Saved entries
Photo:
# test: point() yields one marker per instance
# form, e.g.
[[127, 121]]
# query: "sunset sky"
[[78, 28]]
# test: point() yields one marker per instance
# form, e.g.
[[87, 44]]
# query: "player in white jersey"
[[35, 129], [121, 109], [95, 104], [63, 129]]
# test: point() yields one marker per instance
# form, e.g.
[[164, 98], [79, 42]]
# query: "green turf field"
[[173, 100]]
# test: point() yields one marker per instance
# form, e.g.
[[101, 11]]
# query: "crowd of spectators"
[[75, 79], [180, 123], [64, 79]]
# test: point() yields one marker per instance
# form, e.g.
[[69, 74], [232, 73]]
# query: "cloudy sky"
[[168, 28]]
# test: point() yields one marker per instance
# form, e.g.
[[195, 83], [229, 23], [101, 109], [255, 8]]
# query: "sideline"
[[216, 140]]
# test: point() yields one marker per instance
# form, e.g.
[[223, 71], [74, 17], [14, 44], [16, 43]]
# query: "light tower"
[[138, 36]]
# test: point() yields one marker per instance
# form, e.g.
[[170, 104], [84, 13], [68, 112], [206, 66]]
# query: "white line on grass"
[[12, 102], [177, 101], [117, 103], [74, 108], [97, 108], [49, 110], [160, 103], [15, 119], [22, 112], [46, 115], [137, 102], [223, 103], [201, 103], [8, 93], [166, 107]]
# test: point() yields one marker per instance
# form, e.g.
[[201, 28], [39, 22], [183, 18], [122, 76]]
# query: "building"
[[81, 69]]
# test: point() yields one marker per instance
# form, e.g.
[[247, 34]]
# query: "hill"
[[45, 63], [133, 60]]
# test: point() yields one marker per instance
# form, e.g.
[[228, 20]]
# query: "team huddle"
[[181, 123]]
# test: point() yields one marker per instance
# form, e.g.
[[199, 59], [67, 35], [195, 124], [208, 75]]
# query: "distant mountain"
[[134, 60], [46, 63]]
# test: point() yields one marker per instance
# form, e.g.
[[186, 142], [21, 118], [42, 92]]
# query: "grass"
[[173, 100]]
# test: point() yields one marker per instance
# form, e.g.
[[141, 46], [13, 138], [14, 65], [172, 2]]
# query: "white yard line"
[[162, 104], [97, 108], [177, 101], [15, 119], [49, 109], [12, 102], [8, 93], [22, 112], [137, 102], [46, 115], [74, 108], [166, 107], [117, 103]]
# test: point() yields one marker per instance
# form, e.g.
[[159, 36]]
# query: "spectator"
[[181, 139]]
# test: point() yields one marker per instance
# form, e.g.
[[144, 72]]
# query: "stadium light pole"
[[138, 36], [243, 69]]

EXERCISE BRIEF: Write the data out once more. Keep every word the same.

ANSWER TO THIS TASK:
Photo:
# test: point() yields one marker per instance
# form, e.g.
[[127, 121]]
# query: "sunset sky"
[[78, 28]]
# test: point() yields one marker per instance
# form, e.g.
[[87, 44]]
# query: "player in white jersey"
[[35, 129], [121, 109], [95, 104], [63, 129]]
# test: point() yields one marker per instance
# form, e.g.
[[164, 98], [79, 42]]
# query: "green turf field"
[[173, 100]]
# test: point() yields one marker per instance
# form, e.g.
[[101, 11]]
# query: "crowd of spectators"
[[75, 79], [180, 123], [64, 79]]
# test: point() yields one marker per instance
# form, e.g.
[[69, 74], [232, 73]]
# query: "cloudy sky"
[[168, 28]]
# test: point() yields one marker per instance
# form, e.g.
[[195, 83], [229, 23], [101, 109], [255, 8]]
# query: "sideline"
[[216, 140]]
# test: point() yields one marker per instance
# form, e.g.
[[223, 71], [74, 17], [14, 44], [16, 43]]
# query: "light tower"
[[138, 36]]
# test: point() yields one marker per instance
# form, e.g.
[[170, 104], [84, 13], [68, 112], [206, 66]]
# query: "white line on grass"
[[12, 102], [177, 101], [117, 103], [74, 108], [97, 108], [49, 110], [160, 103], [15, 119], [22, 112], [46, 115], [137, 102], [223, 103], [201, 103], [8, 93], [166, 107]]
# test: point() yields one marker per instance
# form, e.g.
[[201, 28], [39, 22], [183, 18], [122, 76]]
# query: "building"
[[81, 69]]
# test: point() yields one marker per instance
# form, e.g.
[[247, 34]]
# query: "hill"
[[45, 63], [133, 60]]
# test: point() yields one marker per instance
# form, e.g.
[[228, 20]]
# query: "team huddle"
[[181, 123]]
# test: point() yields one marker per instance
# form, e.g.
[[199, 59], [67, 35], [195, 124], [208, 75]]
# query: "distant mountain"
[[134, 60], [46, 63]]
# test: point() yields one marker per instance
# form, e.g.
[[186, 142], [21, 118], [42, 92]]
# query: "grass"
[[173, 100]]
# test: point() yields one marker per instance
# form, e.g.
[[141, 46], [13, 138], [14, 65], [172, 2]]
# query: "white yard line"
[[162, 104], [97, 108], [177, 101], [15, 119], [49, 109], [12, 102], [8, 93], [22, 112], [137, 102], [46, 115], [74, 108], [166, 107], [117, 103]]
# test: point() yields one marker per instance
# form, e.g.
[[159, 36]]
# query: "spectator"
[[181, 139]]
# test: point() yields one marker per instance
# form, e.g.
[[144, 72]]
# query: "stadium light pole"
[[138, 36], [243, 69]]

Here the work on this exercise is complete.